▶ _WHAT IS BEING ASKED_:
Determine the number of lines of the records below that include "around". Respond with the number and no other text.

▶ _RECORDS SUPPLIED_:
★ ★ ★ ★ ★ ★ ★

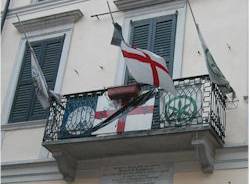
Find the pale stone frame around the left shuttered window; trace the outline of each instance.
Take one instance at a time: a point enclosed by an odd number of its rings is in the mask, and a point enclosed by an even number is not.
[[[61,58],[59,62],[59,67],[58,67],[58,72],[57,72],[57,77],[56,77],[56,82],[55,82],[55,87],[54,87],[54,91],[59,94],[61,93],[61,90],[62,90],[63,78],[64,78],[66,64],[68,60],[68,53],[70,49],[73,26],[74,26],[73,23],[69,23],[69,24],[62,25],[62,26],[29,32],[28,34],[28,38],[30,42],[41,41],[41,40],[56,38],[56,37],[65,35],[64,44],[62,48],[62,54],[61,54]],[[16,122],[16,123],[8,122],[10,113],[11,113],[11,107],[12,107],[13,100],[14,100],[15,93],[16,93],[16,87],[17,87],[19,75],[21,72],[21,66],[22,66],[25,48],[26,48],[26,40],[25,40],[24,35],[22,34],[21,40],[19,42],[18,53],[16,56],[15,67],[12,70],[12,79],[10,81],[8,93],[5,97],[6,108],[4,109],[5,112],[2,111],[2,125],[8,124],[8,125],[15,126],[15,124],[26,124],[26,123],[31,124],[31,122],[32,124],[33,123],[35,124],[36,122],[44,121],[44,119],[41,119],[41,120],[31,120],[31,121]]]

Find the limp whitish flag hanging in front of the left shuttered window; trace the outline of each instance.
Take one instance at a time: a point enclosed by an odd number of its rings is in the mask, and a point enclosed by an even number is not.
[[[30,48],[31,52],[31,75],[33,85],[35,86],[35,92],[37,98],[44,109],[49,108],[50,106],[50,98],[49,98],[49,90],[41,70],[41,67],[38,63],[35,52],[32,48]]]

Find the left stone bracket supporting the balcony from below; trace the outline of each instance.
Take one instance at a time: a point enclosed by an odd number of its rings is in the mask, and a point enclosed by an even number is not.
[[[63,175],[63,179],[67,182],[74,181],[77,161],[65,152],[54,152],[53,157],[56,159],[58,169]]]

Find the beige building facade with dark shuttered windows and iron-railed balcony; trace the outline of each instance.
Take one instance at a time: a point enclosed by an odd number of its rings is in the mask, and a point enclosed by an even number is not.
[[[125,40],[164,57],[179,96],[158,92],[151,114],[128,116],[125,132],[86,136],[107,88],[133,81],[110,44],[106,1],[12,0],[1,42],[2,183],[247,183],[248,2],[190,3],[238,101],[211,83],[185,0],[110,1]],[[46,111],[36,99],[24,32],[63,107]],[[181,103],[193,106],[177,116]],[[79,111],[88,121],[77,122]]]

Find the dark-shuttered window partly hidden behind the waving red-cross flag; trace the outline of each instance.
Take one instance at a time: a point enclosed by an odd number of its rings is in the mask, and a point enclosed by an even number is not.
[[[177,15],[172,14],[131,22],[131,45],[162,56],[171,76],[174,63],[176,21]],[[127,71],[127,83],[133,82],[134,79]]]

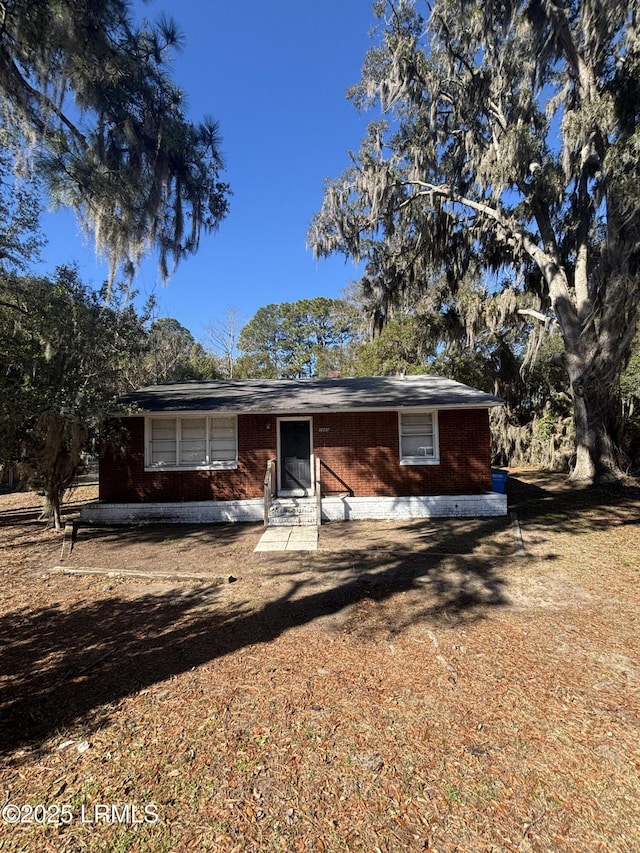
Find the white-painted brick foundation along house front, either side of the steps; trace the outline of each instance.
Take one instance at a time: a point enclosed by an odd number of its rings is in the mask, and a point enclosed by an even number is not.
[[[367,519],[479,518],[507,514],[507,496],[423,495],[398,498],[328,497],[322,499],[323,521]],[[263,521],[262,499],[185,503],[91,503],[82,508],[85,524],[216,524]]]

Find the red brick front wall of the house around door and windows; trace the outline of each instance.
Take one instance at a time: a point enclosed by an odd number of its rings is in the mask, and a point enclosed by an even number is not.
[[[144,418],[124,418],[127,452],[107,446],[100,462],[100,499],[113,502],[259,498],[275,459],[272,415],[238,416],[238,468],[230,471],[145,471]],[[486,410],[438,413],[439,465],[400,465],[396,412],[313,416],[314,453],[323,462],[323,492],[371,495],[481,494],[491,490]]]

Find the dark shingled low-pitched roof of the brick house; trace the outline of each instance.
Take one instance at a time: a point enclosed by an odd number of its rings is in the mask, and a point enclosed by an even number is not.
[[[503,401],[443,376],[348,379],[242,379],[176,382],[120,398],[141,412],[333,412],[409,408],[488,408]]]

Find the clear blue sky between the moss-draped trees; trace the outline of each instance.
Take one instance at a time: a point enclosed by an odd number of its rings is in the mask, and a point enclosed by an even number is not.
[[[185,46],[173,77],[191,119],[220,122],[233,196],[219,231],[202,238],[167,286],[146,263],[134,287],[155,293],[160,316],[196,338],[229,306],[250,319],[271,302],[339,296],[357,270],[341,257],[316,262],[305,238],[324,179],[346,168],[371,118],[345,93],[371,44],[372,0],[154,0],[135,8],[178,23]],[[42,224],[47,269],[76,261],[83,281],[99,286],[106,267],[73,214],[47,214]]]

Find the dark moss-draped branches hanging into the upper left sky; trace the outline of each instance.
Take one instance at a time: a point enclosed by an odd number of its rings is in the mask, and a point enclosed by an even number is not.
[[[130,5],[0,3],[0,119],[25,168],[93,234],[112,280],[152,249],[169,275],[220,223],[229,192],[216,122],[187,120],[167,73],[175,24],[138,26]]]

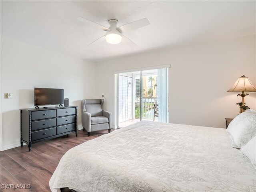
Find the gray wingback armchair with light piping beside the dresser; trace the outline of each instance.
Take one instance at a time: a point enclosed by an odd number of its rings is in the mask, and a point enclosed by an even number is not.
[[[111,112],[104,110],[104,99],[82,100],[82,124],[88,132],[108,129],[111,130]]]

★ ★ ★ ★ ★ ★ ★

▶ _SOLUTION TO THE EXERCISE_:
2